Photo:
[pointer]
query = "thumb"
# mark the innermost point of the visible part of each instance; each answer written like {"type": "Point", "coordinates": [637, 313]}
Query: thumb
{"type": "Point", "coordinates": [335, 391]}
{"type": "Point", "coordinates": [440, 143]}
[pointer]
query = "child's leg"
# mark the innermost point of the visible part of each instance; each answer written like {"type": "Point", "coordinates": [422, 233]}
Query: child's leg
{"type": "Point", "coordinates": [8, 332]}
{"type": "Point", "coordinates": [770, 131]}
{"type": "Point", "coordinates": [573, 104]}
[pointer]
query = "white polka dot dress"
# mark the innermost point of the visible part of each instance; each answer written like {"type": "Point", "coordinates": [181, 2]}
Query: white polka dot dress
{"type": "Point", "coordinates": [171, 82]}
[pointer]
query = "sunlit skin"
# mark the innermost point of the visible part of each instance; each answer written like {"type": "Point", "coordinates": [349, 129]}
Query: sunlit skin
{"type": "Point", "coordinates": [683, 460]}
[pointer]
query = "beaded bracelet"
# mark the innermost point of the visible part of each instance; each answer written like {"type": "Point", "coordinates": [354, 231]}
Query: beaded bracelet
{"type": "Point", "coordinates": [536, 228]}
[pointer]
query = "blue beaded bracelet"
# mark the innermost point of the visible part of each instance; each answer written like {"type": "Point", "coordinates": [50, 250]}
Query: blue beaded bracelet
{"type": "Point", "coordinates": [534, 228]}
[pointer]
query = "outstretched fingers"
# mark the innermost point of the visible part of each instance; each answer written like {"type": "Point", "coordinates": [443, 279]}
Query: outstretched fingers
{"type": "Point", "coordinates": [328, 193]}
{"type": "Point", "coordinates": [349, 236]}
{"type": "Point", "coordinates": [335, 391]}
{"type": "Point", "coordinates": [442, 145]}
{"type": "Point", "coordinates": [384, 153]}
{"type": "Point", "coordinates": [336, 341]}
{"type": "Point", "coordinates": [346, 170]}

### Problem description
How many of the lines above contain the word "polka"? Reply with the number alone.

### Finished task
2